_DATA RECORDS_
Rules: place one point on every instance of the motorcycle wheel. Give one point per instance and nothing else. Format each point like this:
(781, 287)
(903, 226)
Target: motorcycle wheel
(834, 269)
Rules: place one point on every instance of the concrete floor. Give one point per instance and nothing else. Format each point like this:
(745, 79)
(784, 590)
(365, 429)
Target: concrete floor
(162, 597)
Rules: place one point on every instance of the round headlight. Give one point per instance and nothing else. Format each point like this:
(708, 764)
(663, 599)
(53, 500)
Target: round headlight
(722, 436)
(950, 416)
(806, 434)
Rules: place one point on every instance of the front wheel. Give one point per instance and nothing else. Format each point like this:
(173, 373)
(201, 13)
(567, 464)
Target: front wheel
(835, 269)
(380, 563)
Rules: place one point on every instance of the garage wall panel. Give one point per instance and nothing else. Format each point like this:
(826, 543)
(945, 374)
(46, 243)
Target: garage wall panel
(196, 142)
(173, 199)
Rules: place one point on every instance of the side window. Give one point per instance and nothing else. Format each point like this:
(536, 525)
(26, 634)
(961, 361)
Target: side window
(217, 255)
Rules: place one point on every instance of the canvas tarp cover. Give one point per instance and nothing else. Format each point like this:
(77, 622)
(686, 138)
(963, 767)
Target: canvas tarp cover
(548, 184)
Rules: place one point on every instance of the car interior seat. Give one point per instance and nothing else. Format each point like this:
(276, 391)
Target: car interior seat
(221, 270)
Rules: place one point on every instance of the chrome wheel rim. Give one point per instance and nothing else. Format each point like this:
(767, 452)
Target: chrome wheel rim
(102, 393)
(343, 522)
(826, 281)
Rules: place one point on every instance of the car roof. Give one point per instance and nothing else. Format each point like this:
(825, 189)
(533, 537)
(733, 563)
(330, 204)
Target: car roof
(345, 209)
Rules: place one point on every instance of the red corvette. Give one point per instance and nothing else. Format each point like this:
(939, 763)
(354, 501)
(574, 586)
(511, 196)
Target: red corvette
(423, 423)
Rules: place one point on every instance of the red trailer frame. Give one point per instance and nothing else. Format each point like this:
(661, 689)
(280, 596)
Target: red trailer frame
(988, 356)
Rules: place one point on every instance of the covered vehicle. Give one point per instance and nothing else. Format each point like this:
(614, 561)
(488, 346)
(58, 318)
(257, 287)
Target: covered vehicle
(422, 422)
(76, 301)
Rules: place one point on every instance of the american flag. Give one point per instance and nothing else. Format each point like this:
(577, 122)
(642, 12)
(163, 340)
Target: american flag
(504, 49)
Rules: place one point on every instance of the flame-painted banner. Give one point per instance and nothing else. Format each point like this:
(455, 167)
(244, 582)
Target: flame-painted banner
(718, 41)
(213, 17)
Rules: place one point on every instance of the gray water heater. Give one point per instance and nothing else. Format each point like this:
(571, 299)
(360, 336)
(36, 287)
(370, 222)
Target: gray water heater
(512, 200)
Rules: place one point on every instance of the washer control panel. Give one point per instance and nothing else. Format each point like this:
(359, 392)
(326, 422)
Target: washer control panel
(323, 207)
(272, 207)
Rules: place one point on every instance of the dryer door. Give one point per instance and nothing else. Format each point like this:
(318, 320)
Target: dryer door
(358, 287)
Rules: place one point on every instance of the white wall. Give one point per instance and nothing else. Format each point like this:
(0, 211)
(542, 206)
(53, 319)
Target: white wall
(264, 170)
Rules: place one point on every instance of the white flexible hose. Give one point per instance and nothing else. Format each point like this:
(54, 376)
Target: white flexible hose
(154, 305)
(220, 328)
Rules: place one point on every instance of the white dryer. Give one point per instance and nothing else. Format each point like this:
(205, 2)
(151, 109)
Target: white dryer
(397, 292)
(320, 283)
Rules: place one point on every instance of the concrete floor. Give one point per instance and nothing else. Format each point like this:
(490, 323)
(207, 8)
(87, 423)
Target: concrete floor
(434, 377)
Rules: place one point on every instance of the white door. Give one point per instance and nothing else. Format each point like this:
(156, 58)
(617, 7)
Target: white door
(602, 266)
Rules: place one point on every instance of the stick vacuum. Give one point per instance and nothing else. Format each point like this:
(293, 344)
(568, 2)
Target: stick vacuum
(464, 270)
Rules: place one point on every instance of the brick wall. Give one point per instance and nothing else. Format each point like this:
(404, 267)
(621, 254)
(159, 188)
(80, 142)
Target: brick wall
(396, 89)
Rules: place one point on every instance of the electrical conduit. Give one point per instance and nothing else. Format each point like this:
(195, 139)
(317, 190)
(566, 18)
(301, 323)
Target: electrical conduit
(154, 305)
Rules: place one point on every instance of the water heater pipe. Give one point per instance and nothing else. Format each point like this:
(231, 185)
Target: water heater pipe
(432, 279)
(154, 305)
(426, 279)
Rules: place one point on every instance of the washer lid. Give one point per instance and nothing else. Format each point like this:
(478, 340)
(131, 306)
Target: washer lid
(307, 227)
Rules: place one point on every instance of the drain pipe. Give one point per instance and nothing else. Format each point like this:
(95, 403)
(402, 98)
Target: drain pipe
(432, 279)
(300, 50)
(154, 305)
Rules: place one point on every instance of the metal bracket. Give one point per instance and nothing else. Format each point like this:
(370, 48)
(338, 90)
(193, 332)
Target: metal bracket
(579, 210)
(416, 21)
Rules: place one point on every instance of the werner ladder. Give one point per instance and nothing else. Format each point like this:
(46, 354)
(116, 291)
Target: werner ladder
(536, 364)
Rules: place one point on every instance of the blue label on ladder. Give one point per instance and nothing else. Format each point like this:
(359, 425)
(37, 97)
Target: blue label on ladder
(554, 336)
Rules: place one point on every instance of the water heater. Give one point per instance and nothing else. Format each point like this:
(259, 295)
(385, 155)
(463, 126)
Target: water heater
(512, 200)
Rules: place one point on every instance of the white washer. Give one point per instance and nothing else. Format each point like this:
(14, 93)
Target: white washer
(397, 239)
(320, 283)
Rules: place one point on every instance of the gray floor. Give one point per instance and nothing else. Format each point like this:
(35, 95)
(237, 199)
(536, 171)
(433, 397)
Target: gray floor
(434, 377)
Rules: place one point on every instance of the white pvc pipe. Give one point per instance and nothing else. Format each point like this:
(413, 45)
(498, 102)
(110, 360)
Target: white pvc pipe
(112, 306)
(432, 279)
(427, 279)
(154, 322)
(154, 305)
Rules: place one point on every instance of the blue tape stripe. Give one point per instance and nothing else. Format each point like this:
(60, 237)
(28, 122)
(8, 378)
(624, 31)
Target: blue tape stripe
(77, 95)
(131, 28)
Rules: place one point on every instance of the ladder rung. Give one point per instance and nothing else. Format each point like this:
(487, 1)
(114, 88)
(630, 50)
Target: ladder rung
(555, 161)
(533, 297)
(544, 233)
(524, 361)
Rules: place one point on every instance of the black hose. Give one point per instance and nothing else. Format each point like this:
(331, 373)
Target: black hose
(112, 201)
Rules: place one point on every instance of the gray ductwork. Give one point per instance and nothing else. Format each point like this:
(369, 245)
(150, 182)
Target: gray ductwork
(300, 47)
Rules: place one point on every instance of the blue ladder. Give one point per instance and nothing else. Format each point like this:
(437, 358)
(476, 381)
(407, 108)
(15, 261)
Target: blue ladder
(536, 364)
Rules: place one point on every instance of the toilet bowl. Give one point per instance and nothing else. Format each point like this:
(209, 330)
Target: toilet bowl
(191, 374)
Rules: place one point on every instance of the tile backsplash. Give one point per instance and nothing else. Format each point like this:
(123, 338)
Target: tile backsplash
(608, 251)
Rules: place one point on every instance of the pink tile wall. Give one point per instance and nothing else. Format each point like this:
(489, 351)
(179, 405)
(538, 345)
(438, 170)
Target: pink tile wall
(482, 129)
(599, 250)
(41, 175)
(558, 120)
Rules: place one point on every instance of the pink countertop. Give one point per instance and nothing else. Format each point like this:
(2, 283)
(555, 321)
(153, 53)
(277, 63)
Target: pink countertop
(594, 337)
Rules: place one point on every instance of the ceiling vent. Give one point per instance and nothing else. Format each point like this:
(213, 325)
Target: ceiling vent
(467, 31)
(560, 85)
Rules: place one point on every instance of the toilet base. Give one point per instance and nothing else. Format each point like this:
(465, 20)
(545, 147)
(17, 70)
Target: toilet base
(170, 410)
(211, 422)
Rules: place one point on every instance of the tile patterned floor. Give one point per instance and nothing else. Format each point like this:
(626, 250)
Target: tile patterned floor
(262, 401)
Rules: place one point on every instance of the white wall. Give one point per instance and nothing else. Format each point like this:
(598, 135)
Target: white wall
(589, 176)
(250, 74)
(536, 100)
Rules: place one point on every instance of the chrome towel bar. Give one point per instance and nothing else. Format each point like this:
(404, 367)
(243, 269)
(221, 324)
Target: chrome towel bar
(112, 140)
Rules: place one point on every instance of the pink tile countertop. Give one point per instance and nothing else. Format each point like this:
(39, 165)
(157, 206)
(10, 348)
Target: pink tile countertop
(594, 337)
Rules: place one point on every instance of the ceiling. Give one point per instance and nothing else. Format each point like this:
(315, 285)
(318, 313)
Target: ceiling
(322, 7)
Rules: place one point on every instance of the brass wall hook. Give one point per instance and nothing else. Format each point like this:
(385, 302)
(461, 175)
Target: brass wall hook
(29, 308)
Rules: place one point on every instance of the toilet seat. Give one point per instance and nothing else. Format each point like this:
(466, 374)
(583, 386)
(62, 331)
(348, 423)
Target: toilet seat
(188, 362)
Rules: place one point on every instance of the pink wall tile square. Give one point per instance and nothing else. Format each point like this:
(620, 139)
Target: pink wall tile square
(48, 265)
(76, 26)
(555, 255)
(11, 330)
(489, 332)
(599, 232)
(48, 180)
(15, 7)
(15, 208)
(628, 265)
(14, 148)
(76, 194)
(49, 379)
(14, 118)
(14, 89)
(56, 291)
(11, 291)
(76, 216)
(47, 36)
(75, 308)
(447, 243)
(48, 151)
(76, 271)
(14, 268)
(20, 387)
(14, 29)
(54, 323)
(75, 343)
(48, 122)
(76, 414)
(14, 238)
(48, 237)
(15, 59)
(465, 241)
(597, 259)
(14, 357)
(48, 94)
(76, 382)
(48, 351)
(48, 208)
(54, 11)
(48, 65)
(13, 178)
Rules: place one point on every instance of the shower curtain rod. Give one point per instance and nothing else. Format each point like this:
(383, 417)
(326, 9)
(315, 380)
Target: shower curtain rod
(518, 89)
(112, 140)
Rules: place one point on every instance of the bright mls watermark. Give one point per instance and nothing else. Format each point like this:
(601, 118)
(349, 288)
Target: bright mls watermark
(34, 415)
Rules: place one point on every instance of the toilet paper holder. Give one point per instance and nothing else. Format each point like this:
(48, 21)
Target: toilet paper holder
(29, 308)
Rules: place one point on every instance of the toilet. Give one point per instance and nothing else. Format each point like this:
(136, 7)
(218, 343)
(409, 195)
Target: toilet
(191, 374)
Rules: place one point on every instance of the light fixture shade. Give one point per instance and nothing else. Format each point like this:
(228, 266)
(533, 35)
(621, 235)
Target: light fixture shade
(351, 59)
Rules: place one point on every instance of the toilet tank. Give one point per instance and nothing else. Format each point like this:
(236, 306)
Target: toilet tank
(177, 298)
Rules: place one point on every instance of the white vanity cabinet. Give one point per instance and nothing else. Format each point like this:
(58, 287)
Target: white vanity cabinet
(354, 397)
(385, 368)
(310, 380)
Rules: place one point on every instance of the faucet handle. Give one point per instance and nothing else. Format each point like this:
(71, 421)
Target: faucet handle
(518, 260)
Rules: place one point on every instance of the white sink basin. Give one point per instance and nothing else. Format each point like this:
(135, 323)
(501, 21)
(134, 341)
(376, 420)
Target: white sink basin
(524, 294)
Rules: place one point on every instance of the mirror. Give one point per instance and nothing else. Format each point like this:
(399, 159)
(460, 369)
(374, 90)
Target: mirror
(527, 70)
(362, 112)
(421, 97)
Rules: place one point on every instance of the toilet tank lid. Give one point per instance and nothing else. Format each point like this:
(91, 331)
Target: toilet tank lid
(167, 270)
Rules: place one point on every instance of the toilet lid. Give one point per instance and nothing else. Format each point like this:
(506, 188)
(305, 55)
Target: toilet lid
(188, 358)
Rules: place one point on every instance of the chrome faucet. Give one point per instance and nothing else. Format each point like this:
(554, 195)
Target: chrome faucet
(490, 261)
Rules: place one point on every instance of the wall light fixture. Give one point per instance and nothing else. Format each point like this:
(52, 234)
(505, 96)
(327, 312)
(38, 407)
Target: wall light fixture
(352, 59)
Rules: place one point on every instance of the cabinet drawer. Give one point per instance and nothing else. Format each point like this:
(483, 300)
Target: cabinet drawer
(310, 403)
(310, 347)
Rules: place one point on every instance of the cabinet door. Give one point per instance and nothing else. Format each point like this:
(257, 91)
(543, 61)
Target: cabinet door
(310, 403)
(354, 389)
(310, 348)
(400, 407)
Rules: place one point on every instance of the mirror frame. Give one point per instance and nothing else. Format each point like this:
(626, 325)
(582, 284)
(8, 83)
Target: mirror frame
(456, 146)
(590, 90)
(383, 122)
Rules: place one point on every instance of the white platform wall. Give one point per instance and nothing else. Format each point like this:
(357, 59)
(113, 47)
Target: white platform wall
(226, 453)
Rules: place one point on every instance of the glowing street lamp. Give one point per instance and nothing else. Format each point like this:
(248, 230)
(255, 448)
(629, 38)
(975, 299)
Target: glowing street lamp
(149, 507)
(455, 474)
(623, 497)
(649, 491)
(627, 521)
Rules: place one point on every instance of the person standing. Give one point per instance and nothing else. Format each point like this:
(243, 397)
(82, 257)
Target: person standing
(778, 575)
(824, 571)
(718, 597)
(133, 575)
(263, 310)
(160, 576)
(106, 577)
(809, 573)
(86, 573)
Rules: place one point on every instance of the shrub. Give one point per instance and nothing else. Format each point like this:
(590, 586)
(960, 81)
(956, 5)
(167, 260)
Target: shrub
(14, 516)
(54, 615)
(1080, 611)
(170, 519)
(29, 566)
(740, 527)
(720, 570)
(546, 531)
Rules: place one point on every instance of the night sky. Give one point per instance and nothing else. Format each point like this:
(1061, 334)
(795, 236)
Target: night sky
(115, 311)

_STATED GOAL_
Only the lines from the one containing "Rules: place one point on every instance of the person" through the end of the entries above belong in the answer; repeat them exactly.

_WRITTEN ANSWER_
Rules: place one point on every instance of the person standing. Give one point per instance and nothing else. Format each point like this:
(243, 397)
(82, 257)
Target: person standing
(778, 575)
(824, 571)
(718, 597)
(133, 575)
(263, 310)
(160, 576)
(106, 577)
(809, 573)
(86, 573)
Rules: place one point on every instance of the shrub. Give one point per instance and nothing else. Format each point like this:
(590, 586)
(960, 81)
(956, 5)
(167, 260)
Target: shrub
(14, 516)
(54, 615)
(1080, 611)
(170, 519)
(29, 566)
(740, 527)
(720, 570)
(546, 531)
Rules: place one point on every instance of the night sky. Give one point per instance and nothing else. Format each point like this:
(1061, 334)
(795, 236)
Target: night sky
(115, 311)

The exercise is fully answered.